| Extrait |

..........

15Sans comprendre, d’une part, la complexité des relations interethniques dans les villes aux populations mixtes, d’autre part, le climat de violence dans lequel ces populations ont été plongées dans les territoires brutalement soviétisés de la Pologne orientale et des pays Baltes, il est réellement impossible de construire un tableau clair du génocide à l’Est. Dans les témoignages ou la littérature en langue russe ou en yiddish, cette dimension était souvent absente et elle est l’objet d’un tabou tenace encore aujourd’hui. En Occident, démêler cette imbrication des violences signifiait entre autres rouvrir le dossier problématique « nazisme et communisme » et réfléchir sur les interactions entre les pratiques exterminatrices des deux régimes. Il est désormais possible d’approcher différemment ce dossier explosif quelque peu désamorcé justement par une approche spatiale des massacres et des génocides. C’est déjà le cas dans l’étude récente d’Omer Bartov et Eric Weitz27, ainsi que dans le numéro de la revue Débats « Comment écrire l’histoire de l’Europe des massacres28 ? ». Au niveau du grand public, ce décloisonnement peut être observé sur l’exemple de la réception des Terres de sang de Timothy Snyder qui propose justement une étude des imbrications de la violence à partir de l’espace dans lequel elle a eu lieu. Les enjeux de ce travail n’ont pas échappé à Jacques Semelin :

La géographie a alors repris le dessus sur une désignation politique entre deux « blocs » idéologiques. Le travail de Snyder s’inscrit dans une telle mutation à travers la désignation même de son objet : dès l’introduction, il nous dit vouloir proposer une « géographie humaine des victimes » dans cet espace est-oriental où se sont imposées et entrechoquées l’Union Soviétique et l’Allemagne nazie. […] Son but est […] de montrer les interactions entre ces deux systèmes totalitaires dont les empires se sont chevauchés au sein des régions qu’il étudie. Ce faisant, il contribue à décloisonner les connaissances entre les Holocaust scholars et les Slavic scholars : il permet ainsi de relier les travaux sur la Shoah à ceux sur les crimes du communisme et les intègre dans un même récit historique et mémoriel.

..........

| Données fournies |
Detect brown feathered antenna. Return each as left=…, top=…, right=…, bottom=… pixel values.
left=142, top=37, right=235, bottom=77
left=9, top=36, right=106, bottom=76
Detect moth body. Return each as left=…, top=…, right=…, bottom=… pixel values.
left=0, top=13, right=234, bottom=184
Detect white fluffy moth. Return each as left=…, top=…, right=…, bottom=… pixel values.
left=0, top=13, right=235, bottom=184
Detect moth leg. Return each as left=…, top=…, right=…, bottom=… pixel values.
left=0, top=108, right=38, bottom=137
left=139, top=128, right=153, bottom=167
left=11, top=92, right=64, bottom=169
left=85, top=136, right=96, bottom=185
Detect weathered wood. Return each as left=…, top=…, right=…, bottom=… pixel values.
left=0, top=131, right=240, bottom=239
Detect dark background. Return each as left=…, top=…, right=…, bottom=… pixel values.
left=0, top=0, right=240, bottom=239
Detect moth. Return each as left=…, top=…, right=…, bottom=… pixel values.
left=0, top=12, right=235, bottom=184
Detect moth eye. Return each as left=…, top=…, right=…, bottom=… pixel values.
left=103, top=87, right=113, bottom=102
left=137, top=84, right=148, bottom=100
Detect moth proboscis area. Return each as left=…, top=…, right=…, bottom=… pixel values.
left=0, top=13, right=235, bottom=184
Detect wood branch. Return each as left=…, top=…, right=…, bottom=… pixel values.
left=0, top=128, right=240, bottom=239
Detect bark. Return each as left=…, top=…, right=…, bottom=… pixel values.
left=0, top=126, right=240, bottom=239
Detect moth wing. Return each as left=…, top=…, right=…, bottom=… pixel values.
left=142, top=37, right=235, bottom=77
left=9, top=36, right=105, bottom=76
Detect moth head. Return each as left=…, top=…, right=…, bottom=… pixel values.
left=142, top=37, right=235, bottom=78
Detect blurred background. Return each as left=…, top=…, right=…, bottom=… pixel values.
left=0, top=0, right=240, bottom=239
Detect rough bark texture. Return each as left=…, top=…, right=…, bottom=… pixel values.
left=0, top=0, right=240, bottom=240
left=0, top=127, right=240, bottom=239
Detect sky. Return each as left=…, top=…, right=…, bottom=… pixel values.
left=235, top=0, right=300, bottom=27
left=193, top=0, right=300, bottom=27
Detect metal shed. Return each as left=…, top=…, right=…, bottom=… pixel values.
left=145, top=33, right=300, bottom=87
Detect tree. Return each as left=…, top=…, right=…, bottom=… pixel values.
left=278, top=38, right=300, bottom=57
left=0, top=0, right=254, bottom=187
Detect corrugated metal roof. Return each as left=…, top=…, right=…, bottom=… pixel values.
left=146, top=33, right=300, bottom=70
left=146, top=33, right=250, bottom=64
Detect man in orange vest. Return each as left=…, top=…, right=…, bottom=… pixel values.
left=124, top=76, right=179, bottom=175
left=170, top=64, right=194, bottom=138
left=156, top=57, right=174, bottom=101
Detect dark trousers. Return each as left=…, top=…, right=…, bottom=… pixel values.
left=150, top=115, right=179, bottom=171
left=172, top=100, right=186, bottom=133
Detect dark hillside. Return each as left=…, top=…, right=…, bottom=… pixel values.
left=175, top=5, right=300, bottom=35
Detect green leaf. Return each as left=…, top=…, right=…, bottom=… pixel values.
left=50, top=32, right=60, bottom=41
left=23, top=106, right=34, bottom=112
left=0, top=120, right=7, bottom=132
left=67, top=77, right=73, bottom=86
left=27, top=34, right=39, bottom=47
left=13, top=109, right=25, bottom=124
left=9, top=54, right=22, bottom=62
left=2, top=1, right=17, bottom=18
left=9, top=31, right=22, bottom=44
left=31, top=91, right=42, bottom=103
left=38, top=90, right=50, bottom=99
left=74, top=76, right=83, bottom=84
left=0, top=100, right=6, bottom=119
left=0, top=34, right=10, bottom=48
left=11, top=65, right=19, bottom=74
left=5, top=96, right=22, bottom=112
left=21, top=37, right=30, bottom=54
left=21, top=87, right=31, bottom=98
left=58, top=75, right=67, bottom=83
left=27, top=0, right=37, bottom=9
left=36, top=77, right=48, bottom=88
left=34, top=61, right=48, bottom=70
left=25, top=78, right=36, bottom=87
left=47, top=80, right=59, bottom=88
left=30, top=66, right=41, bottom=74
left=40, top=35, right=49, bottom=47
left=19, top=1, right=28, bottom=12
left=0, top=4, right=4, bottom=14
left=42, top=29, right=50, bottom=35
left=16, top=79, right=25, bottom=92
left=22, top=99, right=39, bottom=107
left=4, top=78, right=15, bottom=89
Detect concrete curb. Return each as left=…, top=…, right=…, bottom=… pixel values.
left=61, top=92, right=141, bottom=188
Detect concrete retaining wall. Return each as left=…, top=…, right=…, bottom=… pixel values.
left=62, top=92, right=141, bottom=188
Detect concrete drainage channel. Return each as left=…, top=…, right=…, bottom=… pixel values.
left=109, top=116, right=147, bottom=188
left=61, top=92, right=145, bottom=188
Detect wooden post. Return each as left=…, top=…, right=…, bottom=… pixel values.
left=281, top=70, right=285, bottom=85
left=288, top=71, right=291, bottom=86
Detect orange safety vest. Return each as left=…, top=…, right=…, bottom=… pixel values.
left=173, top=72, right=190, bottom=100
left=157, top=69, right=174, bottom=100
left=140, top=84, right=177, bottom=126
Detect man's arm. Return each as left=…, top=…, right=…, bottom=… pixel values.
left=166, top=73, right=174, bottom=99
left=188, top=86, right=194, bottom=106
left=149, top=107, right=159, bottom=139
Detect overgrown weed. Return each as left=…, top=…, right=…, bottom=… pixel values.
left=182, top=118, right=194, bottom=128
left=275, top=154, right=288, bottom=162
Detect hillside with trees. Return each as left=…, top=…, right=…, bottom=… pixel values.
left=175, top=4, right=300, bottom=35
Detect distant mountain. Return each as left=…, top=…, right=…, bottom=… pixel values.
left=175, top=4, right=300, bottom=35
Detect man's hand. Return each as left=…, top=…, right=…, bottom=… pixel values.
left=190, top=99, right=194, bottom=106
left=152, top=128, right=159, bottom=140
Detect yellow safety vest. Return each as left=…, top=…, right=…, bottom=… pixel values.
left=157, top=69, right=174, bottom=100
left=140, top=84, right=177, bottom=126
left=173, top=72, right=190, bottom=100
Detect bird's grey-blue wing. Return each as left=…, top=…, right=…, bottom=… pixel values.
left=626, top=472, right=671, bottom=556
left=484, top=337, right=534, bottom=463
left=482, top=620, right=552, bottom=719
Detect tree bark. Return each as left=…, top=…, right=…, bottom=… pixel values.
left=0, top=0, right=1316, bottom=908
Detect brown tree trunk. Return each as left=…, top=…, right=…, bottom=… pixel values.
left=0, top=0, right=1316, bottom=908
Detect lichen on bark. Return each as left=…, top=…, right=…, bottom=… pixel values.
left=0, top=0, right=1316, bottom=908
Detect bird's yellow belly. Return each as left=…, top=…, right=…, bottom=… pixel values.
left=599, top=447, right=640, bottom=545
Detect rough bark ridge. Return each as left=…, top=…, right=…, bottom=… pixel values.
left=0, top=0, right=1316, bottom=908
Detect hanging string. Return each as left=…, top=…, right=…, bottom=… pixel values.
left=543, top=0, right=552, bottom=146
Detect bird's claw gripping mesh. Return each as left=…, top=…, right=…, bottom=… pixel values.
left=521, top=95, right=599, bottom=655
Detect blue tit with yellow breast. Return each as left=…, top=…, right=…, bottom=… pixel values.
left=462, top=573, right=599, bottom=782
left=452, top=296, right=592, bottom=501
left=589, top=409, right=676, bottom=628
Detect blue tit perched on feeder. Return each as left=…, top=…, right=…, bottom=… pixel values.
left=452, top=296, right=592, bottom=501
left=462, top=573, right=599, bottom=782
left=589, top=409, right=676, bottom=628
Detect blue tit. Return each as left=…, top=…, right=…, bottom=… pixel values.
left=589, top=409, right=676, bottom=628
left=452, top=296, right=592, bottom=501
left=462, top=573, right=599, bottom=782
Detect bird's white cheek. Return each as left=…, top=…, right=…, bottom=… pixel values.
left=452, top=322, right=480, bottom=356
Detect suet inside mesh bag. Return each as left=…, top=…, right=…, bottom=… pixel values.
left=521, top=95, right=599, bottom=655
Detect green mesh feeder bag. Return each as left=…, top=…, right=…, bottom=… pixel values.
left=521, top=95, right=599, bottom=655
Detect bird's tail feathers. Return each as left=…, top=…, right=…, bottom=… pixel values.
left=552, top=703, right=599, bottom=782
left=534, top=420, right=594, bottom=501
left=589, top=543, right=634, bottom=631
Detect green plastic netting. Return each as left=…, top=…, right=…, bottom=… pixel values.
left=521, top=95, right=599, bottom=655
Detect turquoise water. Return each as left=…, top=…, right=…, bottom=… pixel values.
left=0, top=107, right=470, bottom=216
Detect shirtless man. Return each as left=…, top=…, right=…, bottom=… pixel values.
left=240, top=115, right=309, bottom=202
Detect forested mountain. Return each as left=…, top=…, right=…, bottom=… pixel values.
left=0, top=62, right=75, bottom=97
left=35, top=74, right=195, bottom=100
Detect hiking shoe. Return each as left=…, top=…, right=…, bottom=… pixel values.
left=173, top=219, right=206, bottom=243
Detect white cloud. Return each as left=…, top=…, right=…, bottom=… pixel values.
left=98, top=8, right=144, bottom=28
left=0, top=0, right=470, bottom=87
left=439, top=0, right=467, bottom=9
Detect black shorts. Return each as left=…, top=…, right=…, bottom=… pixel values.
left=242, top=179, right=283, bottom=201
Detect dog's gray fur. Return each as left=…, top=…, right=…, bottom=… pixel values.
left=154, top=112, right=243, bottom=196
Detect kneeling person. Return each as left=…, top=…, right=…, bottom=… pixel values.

..........

| Exercice |
Veuillez restituer mot pour mot la partie de l'extrait sur le génocide à l'Est qui commence par « La géographie a » et se poursuit jusqu'à « historique et mémoriel. ».

| Résultat |
La géographie a alors repris le dessus sur une désignation politique entre deux « blocs » idéologiques. Le travail de Snyder s’inscrit dans une telle mutation à travers la désignation même de son objet : dès l’introduction, il nous dit vouloir proposer une « géographie humaine des victimes » dans cet espace est-oriental où se sont imposées et entrechoquées l’Union Soviétique et l’Allemagne nazie. […] Son but est […] de montrer les interactions entre ces deux systèmes totalitaires dont les empires se sont chevauchés au sein des régions qu’il étudie. Ce faisant, il contribue à décloisonner les connaissances entre les Holocaust scholars et les Slavic scholars : il permet ainsi de relier les travaux sur la Shoah à ceux sur les crimes du communisme et les intègre dans un même récit historique et mémoriel.